**Objective**
Please list every line of the listing below that contains the word "fluorescent".

**Stored data**
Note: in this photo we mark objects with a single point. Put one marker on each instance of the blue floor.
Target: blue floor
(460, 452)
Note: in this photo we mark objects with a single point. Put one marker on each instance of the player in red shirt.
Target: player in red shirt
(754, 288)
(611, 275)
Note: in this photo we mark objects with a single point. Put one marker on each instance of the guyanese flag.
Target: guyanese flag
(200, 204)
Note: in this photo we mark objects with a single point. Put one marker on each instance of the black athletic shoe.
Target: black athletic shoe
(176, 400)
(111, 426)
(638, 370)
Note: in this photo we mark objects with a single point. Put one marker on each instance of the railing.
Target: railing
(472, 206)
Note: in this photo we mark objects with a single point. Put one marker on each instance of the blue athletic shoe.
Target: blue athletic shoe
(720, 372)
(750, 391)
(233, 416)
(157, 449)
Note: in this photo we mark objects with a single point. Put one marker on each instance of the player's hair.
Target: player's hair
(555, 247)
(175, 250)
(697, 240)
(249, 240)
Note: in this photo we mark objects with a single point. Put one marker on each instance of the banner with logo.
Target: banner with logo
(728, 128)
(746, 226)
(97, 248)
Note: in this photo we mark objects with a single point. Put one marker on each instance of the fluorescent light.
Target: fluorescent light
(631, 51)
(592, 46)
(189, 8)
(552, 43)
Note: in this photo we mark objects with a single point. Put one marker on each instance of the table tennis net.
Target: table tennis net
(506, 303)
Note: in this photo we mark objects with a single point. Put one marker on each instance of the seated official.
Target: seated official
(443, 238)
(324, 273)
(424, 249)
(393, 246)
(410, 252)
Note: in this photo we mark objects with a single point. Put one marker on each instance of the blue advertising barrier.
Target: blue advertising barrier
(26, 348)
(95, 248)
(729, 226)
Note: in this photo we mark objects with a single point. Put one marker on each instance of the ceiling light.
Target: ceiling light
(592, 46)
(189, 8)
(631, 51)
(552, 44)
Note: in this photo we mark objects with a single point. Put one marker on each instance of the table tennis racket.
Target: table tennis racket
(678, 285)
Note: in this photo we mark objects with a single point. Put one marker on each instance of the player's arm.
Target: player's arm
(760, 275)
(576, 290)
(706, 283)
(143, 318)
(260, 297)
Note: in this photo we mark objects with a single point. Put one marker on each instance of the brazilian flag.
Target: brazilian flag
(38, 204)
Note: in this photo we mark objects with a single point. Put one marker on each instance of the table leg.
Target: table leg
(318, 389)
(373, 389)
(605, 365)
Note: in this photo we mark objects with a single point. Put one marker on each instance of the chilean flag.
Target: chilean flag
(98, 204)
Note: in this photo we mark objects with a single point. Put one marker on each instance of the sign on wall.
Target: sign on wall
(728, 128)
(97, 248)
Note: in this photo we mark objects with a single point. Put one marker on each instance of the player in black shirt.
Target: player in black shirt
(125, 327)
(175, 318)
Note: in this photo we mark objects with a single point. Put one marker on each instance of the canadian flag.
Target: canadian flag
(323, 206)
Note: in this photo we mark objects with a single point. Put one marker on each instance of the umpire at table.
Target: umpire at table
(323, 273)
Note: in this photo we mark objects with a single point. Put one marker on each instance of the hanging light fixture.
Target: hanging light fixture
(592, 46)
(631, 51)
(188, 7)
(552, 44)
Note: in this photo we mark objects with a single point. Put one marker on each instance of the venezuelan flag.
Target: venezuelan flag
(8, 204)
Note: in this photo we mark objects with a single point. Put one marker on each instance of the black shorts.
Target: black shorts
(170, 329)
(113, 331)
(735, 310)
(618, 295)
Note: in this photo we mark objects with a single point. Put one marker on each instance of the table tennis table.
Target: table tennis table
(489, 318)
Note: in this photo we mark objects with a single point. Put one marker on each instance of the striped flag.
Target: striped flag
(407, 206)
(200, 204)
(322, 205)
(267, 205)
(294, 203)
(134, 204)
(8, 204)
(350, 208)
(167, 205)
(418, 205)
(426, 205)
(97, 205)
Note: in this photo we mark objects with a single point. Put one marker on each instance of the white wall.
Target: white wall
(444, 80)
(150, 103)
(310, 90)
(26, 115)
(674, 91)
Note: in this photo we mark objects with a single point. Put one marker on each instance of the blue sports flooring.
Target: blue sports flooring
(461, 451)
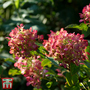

**Completed task**
Note: in this photo we mark objects with a single point. Put one marker on each instance of the fluorescent light.
Target: fluorescent light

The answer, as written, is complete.